(Coordinate annotation entries)
------------------------------------------------------------------------

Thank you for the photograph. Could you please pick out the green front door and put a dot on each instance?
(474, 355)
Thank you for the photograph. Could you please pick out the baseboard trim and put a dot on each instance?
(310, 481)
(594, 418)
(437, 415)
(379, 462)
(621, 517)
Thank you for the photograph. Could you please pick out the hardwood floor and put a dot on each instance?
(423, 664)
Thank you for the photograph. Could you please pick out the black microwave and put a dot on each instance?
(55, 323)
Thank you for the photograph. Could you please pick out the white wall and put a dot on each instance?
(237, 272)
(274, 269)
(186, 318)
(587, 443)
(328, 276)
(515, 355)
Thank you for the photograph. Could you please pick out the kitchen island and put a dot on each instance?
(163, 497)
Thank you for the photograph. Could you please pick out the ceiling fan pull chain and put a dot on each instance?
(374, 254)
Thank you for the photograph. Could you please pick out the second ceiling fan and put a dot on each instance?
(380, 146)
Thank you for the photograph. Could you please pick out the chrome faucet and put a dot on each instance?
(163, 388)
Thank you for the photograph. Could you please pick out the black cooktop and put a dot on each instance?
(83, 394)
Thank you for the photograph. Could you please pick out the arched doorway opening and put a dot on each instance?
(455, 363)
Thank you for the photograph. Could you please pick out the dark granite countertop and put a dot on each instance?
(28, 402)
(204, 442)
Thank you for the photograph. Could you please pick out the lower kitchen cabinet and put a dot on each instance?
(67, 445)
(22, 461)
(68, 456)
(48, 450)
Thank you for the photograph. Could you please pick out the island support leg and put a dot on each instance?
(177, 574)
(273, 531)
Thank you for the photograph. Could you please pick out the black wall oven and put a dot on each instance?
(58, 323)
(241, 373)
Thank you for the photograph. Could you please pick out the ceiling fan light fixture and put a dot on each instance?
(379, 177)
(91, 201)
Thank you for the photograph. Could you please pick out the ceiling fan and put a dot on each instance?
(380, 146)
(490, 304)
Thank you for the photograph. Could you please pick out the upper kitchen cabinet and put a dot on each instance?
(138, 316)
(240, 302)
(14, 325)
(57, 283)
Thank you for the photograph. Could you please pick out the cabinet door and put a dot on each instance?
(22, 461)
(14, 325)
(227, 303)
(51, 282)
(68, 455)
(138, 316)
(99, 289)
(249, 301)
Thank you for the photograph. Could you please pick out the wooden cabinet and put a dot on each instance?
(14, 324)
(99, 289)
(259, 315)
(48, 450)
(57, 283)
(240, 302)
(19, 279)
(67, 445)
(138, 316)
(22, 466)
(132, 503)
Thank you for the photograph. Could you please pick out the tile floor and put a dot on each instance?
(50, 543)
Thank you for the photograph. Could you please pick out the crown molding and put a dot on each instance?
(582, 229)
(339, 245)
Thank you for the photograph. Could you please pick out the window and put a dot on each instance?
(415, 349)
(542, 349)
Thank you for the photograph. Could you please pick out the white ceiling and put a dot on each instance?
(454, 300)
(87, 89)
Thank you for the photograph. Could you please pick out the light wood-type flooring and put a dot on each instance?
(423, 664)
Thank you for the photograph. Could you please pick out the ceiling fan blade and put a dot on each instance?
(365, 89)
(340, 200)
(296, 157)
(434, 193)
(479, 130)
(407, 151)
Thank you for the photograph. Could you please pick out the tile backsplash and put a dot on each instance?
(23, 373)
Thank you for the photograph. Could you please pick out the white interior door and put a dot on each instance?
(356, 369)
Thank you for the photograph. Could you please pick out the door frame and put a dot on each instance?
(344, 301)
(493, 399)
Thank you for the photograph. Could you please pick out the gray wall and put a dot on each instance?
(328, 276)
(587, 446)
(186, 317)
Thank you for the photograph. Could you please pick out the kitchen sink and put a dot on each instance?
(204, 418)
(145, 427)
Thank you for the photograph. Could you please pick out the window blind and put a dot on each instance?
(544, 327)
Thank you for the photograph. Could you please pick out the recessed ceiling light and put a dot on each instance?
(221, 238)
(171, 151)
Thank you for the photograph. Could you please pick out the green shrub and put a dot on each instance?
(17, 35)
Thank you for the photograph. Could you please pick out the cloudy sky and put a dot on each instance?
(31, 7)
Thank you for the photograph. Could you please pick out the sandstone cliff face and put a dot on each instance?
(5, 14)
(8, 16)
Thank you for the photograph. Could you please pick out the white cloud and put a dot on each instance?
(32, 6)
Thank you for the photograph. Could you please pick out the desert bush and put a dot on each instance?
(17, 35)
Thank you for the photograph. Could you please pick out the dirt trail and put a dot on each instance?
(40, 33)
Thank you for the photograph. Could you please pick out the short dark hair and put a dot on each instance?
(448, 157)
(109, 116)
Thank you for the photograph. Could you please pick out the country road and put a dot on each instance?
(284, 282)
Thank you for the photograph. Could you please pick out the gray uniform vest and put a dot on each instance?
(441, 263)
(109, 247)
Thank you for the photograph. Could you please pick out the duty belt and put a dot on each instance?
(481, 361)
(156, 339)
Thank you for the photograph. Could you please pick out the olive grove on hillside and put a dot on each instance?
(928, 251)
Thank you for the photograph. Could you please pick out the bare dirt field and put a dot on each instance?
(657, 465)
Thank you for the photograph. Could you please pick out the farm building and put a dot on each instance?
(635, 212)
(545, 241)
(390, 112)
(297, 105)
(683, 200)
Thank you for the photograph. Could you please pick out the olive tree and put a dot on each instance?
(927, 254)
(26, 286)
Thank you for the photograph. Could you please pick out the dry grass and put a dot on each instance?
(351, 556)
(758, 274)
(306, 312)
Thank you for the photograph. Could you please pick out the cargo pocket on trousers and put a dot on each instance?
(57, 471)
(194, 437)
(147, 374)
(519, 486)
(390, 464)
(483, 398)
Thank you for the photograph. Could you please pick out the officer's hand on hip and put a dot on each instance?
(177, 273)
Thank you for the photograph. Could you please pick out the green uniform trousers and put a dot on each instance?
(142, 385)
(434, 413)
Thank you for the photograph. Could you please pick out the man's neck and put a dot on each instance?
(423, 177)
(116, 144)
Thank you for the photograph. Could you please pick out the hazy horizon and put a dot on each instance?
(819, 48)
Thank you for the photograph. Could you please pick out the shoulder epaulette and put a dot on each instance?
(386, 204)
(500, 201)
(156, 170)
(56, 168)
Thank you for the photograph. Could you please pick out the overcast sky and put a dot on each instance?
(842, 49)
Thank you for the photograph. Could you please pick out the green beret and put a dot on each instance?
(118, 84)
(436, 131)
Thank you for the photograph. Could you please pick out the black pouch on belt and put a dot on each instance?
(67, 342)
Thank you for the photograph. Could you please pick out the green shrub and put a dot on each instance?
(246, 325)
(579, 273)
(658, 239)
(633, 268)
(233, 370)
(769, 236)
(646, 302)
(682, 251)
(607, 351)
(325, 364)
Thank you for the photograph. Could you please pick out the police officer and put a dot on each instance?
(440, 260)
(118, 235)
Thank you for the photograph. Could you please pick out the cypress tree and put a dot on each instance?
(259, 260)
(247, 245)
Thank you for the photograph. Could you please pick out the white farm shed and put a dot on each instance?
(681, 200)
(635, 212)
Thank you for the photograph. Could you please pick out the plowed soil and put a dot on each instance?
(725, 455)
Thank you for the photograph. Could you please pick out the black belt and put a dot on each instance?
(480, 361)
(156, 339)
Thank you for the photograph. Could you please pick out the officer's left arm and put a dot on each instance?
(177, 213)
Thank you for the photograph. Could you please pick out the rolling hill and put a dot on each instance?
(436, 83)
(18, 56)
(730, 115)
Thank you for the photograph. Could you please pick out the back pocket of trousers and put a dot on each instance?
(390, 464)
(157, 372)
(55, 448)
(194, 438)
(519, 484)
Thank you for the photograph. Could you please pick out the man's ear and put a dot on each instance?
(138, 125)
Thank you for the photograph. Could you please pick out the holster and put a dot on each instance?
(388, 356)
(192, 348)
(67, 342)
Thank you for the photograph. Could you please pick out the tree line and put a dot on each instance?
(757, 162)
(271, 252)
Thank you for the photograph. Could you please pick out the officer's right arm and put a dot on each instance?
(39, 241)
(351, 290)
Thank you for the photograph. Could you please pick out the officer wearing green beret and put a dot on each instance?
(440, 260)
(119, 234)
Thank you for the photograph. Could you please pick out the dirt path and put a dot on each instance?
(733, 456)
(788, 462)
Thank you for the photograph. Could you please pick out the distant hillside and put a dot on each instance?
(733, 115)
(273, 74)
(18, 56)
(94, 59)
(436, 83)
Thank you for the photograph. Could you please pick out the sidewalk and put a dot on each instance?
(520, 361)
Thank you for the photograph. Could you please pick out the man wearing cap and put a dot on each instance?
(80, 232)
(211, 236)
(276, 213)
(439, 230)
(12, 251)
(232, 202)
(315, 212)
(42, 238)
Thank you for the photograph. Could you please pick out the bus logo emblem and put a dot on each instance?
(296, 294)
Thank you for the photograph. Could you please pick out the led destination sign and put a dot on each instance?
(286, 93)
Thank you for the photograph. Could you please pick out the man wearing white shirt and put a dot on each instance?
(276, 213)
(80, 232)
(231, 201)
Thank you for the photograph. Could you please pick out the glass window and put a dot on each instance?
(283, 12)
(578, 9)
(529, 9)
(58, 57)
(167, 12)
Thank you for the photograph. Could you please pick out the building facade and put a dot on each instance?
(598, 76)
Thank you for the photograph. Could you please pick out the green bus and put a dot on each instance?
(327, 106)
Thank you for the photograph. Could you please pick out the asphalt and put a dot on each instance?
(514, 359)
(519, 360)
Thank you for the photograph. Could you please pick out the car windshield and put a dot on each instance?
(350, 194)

------------------------------------------------------------------------

INSTRUCTIONS TO FOLLOW ->
Pull out every line from the one with "out the distant" to the end of the listing, and output only those.

RESPONSE TO THIS EXERCISE ->
Thank you for the photograph. Could you please pick out the distant hillside and put a dot on each instance?
(733, 115)
(273, 74)
(18, 56)
(94, 59)
(436, 83)
Thank you for the photograph. Could you please pick out the sidewalk and put a dot on each instance?
(520, 361)
Thank you for the photograph. Could you please pick out the man wearing cap and put a dot on each instance?
(80, 232)
(211, 236)
(276, 213)
(439, 230)
(12, 251)
(232, 202)
(315, 212)
(42, 238)
Thank you for the photograph. Could you please pick out the bus logo emblem and put a dot on each instance?
(296, 294)
Thank you for the photograph. Could you please pick out the led destination sign and put a dot on each instance?
(286, 93)
Thank you for the photograph. Could you please pick out the man wearing white shirt and put a dot on each instance?
(276, 213)
(80, 232)
(231, 201)
Thank you for the photograph. Could you please pick out the glass window and put a dot on each instance?
(283, 12)
(578, 9)
(529, 9)
(58, 57)
(167, 12)
Thank you for the photograph. Could you please pick out the building facade and put a dot on each instance?
(598, 76)
Thank you for the photograph. Could you please pick out the green bus and put a dot on each instance?
(327, 106)
Thank you for the photograph. Could you please pick out the asphalt and put a dot on each instance?
(514, 359)
(519, 360)
Thank you for the photograph. Could you please pick out the car windshield and put a dot on each instance?
(350, 194)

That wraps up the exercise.